Return every line from the rows below that contains the word "shed", copying each line in full.
(begin)
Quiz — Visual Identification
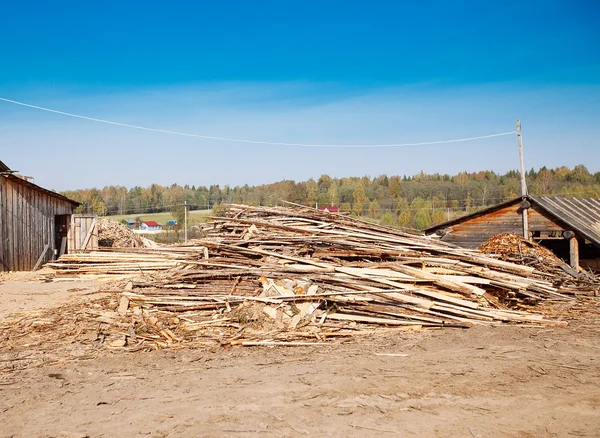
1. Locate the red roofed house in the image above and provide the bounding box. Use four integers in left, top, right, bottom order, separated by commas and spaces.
140, 221, 162, 231
319, 205, 340, 213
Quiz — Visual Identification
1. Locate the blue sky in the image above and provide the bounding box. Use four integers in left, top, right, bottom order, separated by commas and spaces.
0, 1, 600, 190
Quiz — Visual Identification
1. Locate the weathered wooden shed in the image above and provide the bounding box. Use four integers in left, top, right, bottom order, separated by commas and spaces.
425, 196, 600, 269
0, 161, 79, 271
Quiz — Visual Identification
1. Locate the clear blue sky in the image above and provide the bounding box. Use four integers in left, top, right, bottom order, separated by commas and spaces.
0, 0, 600, 190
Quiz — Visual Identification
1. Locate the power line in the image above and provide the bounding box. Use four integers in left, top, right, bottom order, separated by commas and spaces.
0, 97, 516, 149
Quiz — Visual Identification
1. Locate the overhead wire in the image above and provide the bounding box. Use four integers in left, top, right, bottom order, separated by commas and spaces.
0, 97, 516, 149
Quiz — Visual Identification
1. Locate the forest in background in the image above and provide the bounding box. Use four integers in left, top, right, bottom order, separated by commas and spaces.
62, 165, 600, 230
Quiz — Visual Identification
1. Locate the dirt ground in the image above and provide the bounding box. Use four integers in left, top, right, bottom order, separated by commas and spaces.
0, 274, 600, 437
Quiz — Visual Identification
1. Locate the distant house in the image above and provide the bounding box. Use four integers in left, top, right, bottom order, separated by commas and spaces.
121, 219, 135, 230
425, 196, 600, 270
319, 205, 340, 213
140, 221, 162, 231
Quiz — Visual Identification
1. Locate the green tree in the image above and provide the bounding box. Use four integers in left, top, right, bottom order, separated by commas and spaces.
352, 180, 367, 215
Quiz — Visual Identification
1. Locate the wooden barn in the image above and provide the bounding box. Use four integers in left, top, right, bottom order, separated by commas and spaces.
0, 161, 97, 271
425, 196, 600, 270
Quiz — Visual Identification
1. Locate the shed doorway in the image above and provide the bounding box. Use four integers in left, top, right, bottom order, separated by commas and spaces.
54, 214, 71, 257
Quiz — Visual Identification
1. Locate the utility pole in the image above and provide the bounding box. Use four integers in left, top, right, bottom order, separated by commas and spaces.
517, 120, 530, 240
183, 201, 187, 242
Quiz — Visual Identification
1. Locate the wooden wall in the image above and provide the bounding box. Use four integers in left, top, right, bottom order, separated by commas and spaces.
67, 214, 98, 252
0, 176, 75, 271
442, 203, 564, 248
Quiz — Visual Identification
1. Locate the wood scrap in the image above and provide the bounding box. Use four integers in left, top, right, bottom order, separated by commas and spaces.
31, 205, 596, 354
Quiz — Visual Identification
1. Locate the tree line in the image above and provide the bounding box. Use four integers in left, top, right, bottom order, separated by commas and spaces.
62, 165, 600, 230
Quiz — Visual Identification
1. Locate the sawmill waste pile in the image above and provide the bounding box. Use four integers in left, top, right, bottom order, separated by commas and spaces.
479, 233, 600, 294
29, 205, 596, 356
98, 217, 144, 248
479, 233, 562, 264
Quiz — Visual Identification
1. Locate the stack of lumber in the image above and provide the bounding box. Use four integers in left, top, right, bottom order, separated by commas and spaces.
45, 205, 584, 346
98, 217, 144, 248
479, 233, 599, 294
479, 233, 561, 264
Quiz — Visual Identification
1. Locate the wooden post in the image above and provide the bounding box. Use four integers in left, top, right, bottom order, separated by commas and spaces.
569, 236, 579, 269
183, 201, 187, 242
517, 120, 529, 240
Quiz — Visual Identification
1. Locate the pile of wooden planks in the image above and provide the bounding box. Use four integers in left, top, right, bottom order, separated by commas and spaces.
45, 205, 592, 346
479, 233, 599, 295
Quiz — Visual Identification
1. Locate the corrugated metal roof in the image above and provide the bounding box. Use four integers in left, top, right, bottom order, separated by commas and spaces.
0, 174, 81, 207
531, 196, 600, 246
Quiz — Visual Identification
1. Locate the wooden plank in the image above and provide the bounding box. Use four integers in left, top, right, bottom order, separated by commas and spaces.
81, 217, 98, 251
32, 243, 50, 271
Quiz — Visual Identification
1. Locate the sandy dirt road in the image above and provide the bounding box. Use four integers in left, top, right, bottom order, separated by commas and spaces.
0, 272, 600, 437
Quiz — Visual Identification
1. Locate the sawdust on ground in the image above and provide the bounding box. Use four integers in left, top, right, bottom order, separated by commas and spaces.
0, 274, 600, 437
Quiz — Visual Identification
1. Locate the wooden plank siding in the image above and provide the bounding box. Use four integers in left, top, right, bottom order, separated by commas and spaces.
67, 214, 98, 252
442, 203, 565, 249
0, 175, 76, 271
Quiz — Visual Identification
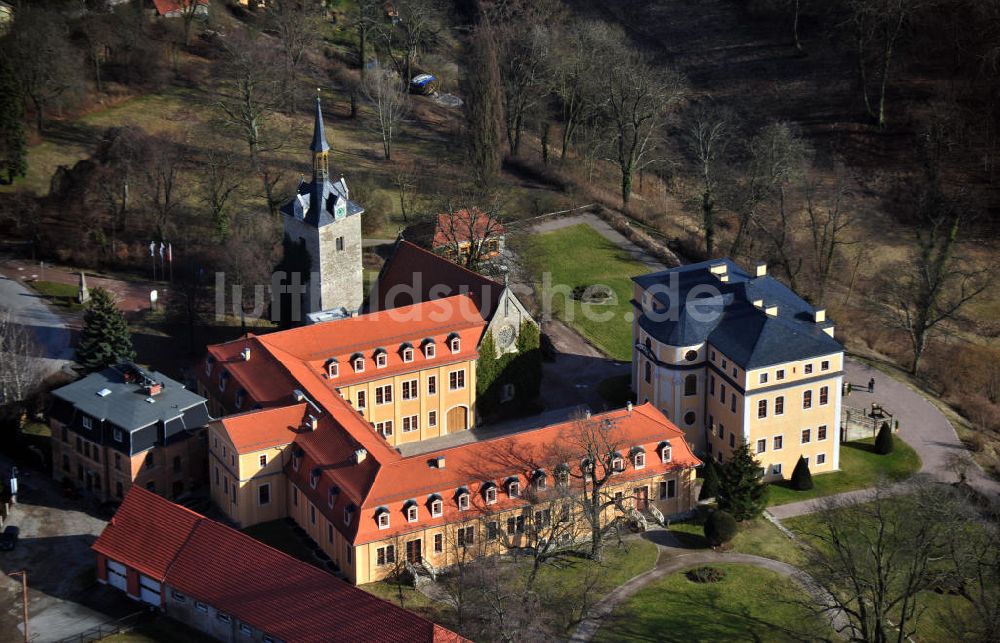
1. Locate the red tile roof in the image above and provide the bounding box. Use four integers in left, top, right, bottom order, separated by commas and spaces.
434, 208, 505, 248
94, 487, 464, 643
371, 241, 504, 320
92, 485, 201, 580
219, 402, 316, 454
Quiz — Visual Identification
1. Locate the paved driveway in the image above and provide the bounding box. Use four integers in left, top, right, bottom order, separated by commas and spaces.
769, 359, 1000, 519
0, 457, 138, 641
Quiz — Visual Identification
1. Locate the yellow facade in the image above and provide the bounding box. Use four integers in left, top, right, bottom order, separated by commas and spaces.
288, 468, 697, 585
208, 423, 290, 527
338, 360, 476, 446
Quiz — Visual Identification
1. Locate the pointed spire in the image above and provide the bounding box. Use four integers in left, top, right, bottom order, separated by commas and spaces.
309, 87, 330, 152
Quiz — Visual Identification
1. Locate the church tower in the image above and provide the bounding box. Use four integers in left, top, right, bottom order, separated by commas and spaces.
281, 96, 364, 321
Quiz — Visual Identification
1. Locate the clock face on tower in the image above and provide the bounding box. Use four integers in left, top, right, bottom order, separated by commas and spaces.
496, 324, 515, 350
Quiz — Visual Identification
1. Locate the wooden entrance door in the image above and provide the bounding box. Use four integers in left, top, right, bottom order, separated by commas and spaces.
406, 539, 423, 565
448, 406, 469, 433
633, 487, 649, 511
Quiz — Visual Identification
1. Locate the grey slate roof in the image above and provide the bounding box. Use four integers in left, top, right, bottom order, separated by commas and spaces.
281, 178, 365, 228
633, 259, 844, 369
52, 366, 209, 431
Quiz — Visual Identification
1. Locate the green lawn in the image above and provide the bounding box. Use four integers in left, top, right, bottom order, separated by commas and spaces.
243, 520, 316, 565
768, 435, 920, 506
595, 565, 833, 642
530, 224, 649, 361
670, 511, 805, 566
28, 280, 82, 310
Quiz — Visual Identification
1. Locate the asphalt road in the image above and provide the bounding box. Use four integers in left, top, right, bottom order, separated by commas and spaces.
0, 268, 73, 373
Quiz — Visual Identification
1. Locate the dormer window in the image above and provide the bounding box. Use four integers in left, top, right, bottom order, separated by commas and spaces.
430, 493, 444, 518
556, 462, 569, 487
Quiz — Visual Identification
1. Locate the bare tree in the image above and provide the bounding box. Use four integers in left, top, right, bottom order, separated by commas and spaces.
885, 184, 990, 374
0, 308, 43, 404
378, 0, 444, 86
201, 148, 240, 242
805, 173, 856, 305
465, 21, 504, 187
604, 45, 686, 209
2, 3, 82, 133
804, 483, 962, 643
847, 0, 934, 128
684, 105, 736, 258
548, 22, 612, 161
436, 191, 504, 270
361, 69, 409, 161
219, 32, 284, 216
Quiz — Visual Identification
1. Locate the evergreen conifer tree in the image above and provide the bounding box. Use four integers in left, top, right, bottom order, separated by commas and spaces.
792, 456, 812, 491
716, 443, 767, 521
0, 56, 28, 183
698, 460, 719, 500
875, 422, 895, 455
76, 288, 135, 373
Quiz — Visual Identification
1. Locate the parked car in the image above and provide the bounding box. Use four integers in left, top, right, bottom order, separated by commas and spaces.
0, 525, 21, 551
410, 74, 438, 96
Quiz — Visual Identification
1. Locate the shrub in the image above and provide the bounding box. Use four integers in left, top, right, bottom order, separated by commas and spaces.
792, 456, 813, 491
875, 422, 893, 455
698, 460, 719, 500
685, 567, 726, 583
705, 510, 739, 547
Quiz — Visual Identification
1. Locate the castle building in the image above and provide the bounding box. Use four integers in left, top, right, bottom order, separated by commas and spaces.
49, 364, 210, 501
281, 97, 364, 322
632, 259, 844, 481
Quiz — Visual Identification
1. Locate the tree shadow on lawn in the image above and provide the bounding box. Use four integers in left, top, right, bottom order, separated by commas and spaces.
598, 571, 828, 643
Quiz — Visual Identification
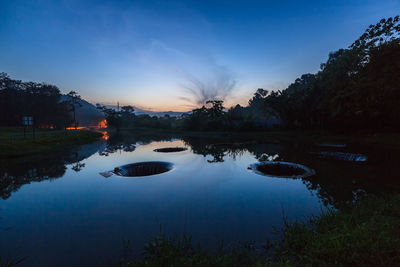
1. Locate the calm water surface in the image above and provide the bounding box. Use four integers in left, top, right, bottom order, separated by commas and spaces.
0, 135, 400, 266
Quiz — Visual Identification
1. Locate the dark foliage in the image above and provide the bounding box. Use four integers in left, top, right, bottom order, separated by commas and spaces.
0, 73, 71, 128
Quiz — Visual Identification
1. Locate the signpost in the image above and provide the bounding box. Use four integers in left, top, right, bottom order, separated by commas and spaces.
22, 116, 35, 138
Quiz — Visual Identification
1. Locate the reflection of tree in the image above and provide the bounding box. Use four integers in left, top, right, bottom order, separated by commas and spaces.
99, 133, 176, 156
0, 144, 98, 199
96, 133, 400, 207
71, 162, 86, 172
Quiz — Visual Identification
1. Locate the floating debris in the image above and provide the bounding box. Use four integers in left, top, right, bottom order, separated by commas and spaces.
318, 143, 347, 148
99, 172, 114, 178
112, 161, 173, 177
248, 161, 315, 178
154, 147, 187, 153
314, 151, 368, 161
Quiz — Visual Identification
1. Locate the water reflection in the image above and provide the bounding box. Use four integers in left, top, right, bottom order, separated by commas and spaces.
95, 133, 400, 206
0, 142, 104, 199
0, 133, 400, 266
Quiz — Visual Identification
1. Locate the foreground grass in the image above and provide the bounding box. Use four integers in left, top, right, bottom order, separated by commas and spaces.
0, 127, 102, 158
121, 195, 400, 267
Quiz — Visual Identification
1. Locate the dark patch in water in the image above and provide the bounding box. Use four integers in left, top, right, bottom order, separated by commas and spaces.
154, 147, 187, 153
113, 161, 173, 177
249, 161, 315, 178
317, 151, 368, 161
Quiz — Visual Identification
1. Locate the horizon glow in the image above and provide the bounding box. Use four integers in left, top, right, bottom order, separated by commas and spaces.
0, 0, 400, 111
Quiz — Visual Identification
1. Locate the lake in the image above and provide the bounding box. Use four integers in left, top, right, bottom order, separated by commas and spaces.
0, 133, 400, 266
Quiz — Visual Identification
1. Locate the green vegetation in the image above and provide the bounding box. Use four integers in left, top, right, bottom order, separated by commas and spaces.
0, 127, 102, 158
121, 195, 400, 266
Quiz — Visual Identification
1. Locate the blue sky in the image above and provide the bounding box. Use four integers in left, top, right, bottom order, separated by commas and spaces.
0, 0, 400, 111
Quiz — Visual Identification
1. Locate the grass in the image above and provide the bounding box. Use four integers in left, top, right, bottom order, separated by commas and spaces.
120, 195, 400, 267
0, 127, 102, 158
115, 128, 400, 148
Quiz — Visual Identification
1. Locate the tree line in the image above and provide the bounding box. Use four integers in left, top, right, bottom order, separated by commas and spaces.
100, 16, 400, 131
0, 73, 80, 129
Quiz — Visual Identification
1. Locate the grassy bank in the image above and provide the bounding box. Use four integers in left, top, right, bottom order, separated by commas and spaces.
0, 127, 102, 158
115, 128, 400, 148
121, 195, 400, 266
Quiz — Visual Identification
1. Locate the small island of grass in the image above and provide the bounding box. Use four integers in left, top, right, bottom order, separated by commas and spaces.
0, 127, 103, 158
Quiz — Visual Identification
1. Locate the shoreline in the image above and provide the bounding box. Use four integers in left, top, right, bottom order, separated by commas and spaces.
0, 127, 103, 159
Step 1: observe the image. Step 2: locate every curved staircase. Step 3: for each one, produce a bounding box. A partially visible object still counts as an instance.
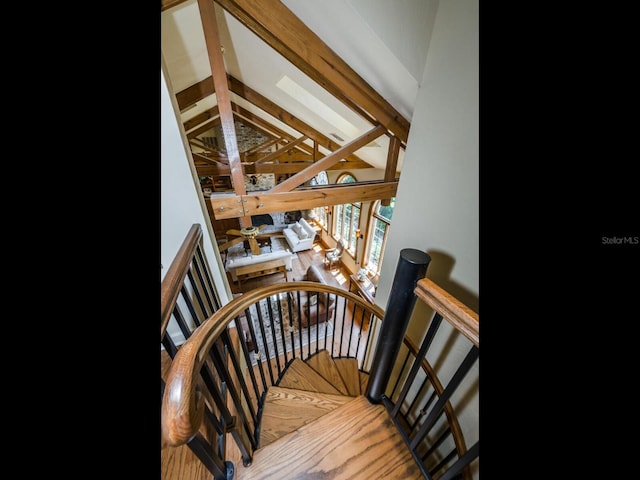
[234,350,424,480]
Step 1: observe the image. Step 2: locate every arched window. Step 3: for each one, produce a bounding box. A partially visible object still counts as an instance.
[366,197,396,274]
[333,173,362,256]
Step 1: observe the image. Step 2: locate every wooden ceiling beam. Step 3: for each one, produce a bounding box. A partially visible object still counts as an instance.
[198,0,251,227]
[216,0,410,143]
[176,75,376,166]
[194,158,371,177]
[182,105,220,132]
[205,182,398,220]
[256,135,307,163]
[187,117,222,140]
[270,125,385,193]
[381,136,400,207]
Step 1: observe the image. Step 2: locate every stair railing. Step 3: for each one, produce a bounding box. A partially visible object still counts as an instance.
[161,225,479,480]
[161,255,383,480]
[365,249,480,480]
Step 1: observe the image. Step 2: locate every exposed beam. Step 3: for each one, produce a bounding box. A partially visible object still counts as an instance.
[244,137,282,157]
[193,152,229,167]
[176,75,376,166]
[216,0,410,143]
[380,136,400,207]
[198,0,251,227]
[256,136,307,163]
[270,125,385,193]
[187,117,222,140]
[183,105,220,132]
[205,182,398,220]
[194,158,371,177]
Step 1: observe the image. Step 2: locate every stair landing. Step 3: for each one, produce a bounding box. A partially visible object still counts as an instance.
[236,396,424,480]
(end)
| RESPONSE TO THE EXERCISE |
1. Locate the weathered wooden shed in the image above and provide the bounding box. Use four integers in left, top, right, bottom order, separated by commas and spaces.
1. Locate the shed doorway in the image above and provide the bounding box. Use four integers in left, top, right, bottom order, separated by commas and spaces.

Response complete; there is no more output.